What needs to be done: Copy the listing below line for line, changing nothing.

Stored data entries

★ ★ ★

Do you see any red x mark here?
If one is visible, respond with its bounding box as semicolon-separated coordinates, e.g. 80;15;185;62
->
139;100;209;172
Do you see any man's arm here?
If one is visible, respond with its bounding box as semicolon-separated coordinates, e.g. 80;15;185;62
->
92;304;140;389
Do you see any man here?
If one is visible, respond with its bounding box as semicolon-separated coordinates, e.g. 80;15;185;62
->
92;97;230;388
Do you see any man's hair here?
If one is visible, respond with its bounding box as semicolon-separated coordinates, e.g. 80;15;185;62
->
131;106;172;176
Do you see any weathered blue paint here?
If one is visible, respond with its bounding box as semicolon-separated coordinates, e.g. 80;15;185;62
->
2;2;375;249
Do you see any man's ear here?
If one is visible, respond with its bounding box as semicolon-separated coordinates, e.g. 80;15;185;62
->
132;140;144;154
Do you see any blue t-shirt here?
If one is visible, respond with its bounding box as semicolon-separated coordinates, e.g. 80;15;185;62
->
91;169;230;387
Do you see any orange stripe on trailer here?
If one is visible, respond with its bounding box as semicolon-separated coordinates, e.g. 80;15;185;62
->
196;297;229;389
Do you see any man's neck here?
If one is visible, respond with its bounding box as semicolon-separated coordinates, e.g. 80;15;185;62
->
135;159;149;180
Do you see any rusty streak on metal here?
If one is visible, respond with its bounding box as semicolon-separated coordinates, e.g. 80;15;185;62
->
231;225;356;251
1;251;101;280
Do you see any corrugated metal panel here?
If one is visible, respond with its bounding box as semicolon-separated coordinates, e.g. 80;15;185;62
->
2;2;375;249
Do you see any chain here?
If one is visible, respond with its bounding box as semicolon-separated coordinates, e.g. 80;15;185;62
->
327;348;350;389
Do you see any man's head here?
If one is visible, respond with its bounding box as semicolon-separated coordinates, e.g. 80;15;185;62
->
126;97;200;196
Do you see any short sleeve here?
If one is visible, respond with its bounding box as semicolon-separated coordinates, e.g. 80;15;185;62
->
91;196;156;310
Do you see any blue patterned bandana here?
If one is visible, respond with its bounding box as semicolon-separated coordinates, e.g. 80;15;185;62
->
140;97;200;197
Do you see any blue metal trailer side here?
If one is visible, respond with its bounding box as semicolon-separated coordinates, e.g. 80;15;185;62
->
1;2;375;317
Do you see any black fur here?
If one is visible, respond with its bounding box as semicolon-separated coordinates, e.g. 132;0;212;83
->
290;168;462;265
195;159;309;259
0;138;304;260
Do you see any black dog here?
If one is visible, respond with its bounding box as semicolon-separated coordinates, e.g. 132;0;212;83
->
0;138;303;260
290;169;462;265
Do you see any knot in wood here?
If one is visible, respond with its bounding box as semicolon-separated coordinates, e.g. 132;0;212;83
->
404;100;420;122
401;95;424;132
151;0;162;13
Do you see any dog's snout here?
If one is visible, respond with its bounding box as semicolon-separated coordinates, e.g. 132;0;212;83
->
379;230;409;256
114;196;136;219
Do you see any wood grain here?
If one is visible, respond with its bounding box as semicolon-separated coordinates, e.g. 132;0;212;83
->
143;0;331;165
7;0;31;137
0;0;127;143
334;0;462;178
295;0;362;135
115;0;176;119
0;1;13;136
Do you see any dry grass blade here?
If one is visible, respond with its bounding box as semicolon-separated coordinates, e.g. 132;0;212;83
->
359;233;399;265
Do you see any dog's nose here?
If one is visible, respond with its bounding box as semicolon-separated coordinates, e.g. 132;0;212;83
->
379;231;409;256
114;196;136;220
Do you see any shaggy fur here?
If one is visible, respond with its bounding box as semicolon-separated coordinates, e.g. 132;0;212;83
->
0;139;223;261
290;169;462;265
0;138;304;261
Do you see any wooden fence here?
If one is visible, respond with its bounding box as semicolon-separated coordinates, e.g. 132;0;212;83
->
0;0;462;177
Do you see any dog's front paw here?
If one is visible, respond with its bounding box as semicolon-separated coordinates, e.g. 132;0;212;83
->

★ ★ ★

Solution to this problem:
Do you see any red x mark here?
If one is visible, respond with its bounding box as semicolon-separated coordinates, e.g. 80;15;185;62
->
139;100;209;172
Do you see any man's arm here?
If one is visible, respond with its bounding box as semicolon-separated coordinates, e.g. 80;15;185;62
->
92;304;140;389
Do you see any man here?
If one is visible, respond with its bounding box as semicolon-separated coordinates, e.g. 80;15;185;62
->
92;97;230;388
Do you see any man's hair here?
If one is visible, respond with its bounding box as semicolon-separated coordinates, e.g. 80;15;185;62
->
131;106;172;176
Do you see any weathered blue paint here?
If one is visible, respond with its bounding box as semicolon-separated coordinates, e.g. 80;15;185;62
->
2;2;375;249
Do you see any man's ear here?
If one is visible, respond with its bounding box as semicolon-separated coordinates, e.g. 80;15;185;62
->
132;140;144;154
Do you see any blue t-shirt here?
If one is visible, respond with its bounding box as semicolon-separated coordinates, e.g. 80;15;185;62
->
91;169;230;387
Do you see any orange stripe on trailer here?
If one is visible, respond with its bounding box as semicolon-separated coordinates, e.g. 80;15;185;62
->
196;297;229;389
Do you see any man's neck here?
If one is visible, respond with its bounding box as semicolon-separated coordinates, e.g. 80;15;185;62
->
135;159;149;180
Do you see any rusty streak on metal here?
If one is visible, respond with its bounding box as semicolon-separated coordinates, e.g. 80;15;185;62
->
231;225;356;251
1;251;101;280
Do you see any corrugated metal panel here?
If one is visible, respond with its bounding box as semicolon-separated coordinates, e.g. 80;15;185;62
->
2;2;375;249
Do you see any chain here?
If one is visible, respond with its bounding box as semicolon-separated coordinates, e.g. 80;15;185;62
->
327;348;350;389
Do you see any man's head here?
If one is visible, respond with its bounding box as semicolon-separated coordinates, e.g. 80;15;185;62
->
126;97;200;196
Do you see any short sleeve here?
If one is visible, respond with its bounding box as semicolon-separated coordinates, e.g. 80;15;185;62
->
91;196;156;310
Do you see any blue patterned bandana here?
If one is visible, respond with its bounding box as semicolon-separated coordinates, e.g. 80;15;185;62
->
140;97;200;197
Do you see any blue metal trailer side here?
If one is visible, respond with its bounding box as semicolon-separated coordinates, e.g. 80;15;185;62
->
1;2;375;317
Do you see any black fur here?
If one is visible, respond with its bounding box as semicolon-separated coordinates, e.g. 132;0;212;83
->
290;168;462;265
195;159;309;259
0;138;304;260
Do you see any black dog here?
If one is visible, respond with its bounding box as semicolon-separated coordinates, e.g. 132;0;212;83
->
0;138;303;260
290;169;462;265
Do you see any knot in wood here?
If one is visible, respond with its bounding box as semicolon-separated coordinates, e.g. 132;0;212;83
->
404;100;420;122
401;95;424;132
151;0;162;13
Do you see any dog's snout here?
If one is visible, respond with its bounding box as semicolon-separated coordinates, e.g. 132;0;212;83
->
379;230;409;256
114;196;136;219
Do you see any wood grain here?
If one is visible, respond with its bounding box as semicolon-separated coordinates, e.g. 132;0;212;83
->
143;0;331;165
7;0;31;137
0;0;127;143
334;0;462;178
295;0;362;135
115;0;176;119
0;1;13;136
Do you see any dry grass blade here?
If one is visible, respond with its bounding box as semicolon-separated coordinates, e.g. 132;0;212;83
->
359;233;399;265
Do you see any dog's nose here?
If one is visible, respond with its bounding box as semicolon-separated coordinates, e.g. 132;0;212;83
->
379;231;409;256
114;196;136;220
Do you see any shaggy fur here?
If one is visible, respond with its bounding box as semicolon-separated coordinates, e.g. 132;0;212;83
->
0;139;223;261
290;169;462;265
0;138;304;261
Do you see any wooden fence here?
If one is visible, respond with its bounding box as semicolon-separated coordinates, e.g. 132;0;212;83
->
0;0;462;177
Do you see any dog's front paw here?
If one is visible, respond with its bounding box as semicolon-separated coordinates, e.g. 132;0;212;83
->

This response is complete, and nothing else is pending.